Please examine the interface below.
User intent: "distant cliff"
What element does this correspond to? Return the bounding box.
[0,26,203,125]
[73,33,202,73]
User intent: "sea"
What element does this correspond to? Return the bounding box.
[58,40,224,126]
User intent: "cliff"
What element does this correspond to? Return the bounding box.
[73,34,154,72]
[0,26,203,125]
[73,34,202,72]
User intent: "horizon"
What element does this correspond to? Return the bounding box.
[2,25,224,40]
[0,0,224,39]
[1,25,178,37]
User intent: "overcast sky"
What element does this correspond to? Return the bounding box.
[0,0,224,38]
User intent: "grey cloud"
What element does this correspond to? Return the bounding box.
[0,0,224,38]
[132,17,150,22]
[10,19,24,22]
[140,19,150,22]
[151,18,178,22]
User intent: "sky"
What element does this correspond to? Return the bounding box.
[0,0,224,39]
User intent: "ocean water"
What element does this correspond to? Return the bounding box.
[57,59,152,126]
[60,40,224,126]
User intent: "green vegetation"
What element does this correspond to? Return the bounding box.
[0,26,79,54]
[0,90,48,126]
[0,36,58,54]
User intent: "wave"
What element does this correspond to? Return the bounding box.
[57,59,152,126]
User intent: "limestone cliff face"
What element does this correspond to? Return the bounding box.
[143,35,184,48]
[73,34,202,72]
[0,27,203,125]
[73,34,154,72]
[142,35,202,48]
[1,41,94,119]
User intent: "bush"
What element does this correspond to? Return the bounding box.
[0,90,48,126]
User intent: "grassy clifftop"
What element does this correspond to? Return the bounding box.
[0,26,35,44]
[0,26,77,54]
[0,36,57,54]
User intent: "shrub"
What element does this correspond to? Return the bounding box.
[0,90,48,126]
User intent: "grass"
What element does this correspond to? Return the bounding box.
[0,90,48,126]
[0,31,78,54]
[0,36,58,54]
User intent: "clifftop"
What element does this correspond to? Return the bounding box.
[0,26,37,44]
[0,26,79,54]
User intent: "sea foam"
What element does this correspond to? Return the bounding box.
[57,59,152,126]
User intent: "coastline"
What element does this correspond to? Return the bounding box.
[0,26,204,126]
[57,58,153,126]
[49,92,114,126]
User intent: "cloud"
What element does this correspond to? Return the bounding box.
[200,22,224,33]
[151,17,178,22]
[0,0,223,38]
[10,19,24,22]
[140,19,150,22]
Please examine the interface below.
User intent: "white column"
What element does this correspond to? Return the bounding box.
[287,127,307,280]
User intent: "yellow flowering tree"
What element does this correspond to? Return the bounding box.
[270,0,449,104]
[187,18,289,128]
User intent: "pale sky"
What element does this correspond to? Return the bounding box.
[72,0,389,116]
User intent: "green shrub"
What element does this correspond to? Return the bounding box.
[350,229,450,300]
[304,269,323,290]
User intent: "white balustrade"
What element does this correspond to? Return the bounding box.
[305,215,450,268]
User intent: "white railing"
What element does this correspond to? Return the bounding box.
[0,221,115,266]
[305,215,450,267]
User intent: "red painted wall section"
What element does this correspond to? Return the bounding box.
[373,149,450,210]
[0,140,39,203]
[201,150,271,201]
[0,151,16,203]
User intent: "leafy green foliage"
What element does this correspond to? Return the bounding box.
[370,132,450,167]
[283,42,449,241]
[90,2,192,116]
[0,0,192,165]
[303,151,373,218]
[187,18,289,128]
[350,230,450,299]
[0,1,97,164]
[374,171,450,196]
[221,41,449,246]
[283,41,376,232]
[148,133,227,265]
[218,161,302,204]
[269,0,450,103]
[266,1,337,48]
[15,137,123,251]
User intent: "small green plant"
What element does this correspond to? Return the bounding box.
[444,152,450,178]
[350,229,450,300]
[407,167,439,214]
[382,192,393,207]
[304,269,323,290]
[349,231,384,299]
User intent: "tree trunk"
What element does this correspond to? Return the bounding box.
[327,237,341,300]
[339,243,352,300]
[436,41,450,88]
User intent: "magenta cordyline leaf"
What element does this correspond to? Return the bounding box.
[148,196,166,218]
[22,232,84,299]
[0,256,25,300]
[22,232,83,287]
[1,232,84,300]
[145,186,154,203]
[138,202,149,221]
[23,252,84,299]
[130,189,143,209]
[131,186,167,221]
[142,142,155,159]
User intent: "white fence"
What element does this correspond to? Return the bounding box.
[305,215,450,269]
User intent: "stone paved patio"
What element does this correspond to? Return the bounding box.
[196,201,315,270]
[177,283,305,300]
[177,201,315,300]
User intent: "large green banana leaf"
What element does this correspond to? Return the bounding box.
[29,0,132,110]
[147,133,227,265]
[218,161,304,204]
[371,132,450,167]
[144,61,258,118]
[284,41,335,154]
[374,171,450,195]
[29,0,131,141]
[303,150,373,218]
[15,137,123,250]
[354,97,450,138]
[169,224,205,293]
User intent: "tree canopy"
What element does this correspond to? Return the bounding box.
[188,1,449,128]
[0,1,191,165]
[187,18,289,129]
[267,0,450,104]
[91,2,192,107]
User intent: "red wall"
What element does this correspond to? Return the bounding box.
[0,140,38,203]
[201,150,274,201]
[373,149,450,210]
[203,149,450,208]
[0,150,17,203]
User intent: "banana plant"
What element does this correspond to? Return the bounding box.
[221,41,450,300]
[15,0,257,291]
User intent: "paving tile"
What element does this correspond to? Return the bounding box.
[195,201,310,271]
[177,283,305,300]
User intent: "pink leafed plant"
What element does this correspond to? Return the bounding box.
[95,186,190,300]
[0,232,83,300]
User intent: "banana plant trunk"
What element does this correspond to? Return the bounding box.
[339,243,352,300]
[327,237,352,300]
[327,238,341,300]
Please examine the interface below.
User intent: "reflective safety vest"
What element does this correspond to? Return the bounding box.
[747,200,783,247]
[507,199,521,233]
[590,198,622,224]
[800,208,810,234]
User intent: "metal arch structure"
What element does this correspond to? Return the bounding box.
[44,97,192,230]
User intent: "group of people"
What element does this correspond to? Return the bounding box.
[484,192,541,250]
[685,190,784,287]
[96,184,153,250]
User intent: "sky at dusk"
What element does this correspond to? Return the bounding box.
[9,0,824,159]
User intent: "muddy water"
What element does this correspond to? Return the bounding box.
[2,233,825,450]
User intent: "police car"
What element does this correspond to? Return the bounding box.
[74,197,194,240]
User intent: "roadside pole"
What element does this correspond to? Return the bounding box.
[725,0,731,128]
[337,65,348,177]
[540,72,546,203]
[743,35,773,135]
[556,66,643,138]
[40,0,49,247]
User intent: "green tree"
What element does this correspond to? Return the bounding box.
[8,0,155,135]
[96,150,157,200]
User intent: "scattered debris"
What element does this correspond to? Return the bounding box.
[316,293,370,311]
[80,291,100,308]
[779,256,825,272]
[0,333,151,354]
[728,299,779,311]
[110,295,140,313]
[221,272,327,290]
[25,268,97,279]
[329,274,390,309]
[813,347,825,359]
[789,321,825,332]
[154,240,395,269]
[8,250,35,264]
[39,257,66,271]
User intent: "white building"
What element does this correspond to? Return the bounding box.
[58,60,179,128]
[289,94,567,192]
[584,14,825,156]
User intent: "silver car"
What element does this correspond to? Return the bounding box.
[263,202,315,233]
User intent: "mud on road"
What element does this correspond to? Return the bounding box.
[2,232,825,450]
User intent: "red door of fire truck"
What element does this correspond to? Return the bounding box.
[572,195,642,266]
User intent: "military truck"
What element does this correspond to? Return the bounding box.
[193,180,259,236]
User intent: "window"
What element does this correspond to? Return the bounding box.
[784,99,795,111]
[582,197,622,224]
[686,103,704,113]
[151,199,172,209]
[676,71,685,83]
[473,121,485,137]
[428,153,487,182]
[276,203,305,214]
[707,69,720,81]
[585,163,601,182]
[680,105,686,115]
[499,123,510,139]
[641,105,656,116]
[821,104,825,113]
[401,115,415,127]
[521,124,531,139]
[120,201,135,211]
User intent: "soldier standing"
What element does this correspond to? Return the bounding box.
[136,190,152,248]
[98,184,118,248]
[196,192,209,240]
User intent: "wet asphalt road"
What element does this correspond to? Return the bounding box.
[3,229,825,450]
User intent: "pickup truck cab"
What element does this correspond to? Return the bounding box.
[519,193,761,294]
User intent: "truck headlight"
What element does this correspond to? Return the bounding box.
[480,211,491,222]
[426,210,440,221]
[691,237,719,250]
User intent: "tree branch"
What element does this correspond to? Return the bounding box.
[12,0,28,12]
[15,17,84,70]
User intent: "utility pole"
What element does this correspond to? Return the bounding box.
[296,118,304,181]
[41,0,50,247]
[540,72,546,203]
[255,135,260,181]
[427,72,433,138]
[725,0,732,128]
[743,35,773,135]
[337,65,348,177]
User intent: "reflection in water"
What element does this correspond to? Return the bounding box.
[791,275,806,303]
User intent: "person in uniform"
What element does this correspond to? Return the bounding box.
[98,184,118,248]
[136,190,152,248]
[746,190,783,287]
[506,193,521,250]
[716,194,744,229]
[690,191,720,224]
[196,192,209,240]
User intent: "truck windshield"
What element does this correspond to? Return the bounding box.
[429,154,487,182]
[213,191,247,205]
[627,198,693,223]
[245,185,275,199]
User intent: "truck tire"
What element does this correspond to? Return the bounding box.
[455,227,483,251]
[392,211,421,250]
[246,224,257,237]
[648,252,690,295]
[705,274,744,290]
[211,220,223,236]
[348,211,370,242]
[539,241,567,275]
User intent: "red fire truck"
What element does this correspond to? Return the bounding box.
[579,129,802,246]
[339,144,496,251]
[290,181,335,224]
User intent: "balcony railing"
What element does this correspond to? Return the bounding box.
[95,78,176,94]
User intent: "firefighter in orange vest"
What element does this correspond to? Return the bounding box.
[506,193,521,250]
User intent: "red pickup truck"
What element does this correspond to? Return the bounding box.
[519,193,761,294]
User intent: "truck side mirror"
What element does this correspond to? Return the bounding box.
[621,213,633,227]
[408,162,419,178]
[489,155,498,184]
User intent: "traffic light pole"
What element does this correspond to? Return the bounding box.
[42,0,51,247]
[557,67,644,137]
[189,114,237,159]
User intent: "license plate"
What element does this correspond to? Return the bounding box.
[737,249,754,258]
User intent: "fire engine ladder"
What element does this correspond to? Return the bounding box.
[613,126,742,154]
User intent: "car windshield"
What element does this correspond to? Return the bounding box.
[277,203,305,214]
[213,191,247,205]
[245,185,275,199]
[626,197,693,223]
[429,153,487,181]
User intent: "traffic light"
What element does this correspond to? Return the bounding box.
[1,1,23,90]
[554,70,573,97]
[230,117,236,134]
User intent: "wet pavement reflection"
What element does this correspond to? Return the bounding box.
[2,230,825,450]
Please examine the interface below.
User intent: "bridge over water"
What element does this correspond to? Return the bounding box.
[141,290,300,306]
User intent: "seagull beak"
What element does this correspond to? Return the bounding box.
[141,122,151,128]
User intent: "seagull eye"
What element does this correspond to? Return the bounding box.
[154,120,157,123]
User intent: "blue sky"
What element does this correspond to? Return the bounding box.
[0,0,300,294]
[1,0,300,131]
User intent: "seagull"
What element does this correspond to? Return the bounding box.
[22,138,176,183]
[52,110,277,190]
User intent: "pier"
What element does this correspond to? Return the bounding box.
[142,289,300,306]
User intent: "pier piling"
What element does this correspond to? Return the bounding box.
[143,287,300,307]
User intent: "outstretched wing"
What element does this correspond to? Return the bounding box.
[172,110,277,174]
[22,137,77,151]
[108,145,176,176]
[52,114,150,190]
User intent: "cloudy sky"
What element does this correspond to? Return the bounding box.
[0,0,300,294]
★ ★ ★
What to work on: Among the lines above, find those with the string "pole" and copy them.

Solved exercise:
User intent: "roadside pole"
User intent: "utility pole"
User intent: "traffic light pole"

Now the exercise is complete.